* EXERCISE:
After locating the line with "of the man's" in the records below, print it and every line after it exactly.

____

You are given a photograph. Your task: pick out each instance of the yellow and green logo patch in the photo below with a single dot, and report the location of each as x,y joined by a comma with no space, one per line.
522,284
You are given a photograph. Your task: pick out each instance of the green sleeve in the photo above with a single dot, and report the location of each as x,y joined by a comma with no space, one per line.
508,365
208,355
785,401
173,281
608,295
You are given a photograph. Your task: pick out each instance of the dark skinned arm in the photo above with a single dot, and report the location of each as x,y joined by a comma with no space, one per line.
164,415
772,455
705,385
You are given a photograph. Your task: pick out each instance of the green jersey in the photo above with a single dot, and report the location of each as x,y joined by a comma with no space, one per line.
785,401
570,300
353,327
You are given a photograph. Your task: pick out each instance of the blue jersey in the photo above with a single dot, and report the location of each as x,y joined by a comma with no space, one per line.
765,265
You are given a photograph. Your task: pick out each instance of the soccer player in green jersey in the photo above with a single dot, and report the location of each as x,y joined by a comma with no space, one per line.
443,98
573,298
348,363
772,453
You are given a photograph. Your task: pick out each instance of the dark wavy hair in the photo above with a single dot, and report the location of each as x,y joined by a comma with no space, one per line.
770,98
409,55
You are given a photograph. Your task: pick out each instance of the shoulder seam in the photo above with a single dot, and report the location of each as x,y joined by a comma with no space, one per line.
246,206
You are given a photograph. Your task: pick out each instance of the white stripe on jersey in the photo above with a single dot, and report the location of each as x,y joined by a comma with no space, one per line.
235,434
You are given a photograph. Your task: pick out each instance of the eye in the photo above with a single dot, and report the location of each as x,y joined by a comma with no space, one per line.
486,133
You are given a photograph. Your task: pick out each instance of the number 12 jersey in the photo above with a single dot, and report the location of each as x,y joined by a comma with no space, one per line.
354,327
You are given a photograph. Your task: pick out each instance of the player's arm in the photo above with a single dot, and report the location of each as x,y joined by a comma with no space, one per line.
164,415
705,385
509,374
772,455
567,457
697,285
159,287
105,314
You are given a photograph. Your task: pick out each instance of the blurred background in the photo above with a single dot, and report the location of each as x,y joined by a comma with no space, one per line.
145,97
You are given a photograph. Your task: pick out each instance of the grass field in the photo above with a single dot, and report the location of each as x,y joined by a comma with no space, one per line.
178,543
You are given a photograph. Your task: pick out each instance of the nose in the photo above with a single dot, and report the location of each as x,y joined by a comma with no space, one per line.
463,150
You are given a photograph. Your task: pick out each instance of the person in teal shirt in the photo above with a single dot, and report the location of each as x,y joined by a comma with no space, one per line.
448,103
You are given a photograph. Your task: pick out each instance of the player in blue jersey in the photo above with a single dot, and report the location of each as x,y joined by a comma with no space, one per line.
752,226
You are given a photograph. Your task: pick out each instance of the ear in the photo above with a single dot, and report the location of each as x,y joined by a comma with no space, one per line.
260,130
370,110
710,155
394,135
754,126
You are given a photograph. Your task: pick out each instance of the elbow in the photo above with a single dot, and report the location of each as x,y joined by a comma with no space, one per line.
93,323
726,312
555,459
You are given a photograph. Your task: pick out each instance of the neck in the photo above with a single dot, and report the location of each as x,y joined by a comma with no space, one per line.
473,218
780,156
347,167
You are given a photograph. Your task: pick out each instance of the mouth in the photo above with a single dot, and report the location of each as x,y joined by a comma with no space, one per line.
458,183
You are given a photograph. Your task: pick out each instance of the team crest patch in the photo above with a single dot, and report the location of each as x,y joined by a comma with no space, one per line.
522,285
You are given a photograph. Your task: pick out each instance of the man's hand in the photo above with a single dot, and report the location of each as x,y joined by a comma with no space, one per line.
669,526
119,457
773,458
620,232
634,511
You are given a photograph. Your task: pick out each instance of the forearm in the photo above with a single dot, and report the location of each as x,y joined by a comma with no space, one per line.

____

* FINAL ANSWER:
You are given a photograph. Your task: pick out each instance of the man's hand in the photo above with a single dot, and report the location of each as x,y joined by a comma with no space, one per line.
669,526
119,457
773,458
620,232
634,511
You are given a photograph. Your task: pick out each instance of the forearm in the photo above with a single dot, and report the location of each as x,y joined by a comma with no space, one per line.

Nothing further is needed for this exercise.